> **What is being asked**:
Rewrite every line of the material below as a JSON list of strings, one string per line, and omit any blank lines.

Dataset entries
══════

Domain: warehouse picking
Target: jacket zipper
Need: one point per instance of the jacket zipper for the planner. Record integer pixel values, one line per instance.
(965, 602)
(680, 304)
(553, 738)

══════

> **In response**:
[
  "Domain: warehouse picking",
  "Target: jacket zipper",
  "Need: one point per instance of the jacket zipper for the planner. Record integer pixel values, one line per instance.",
  "(965, 602)",
  "(680, 304)",
  "(553, 738)"
]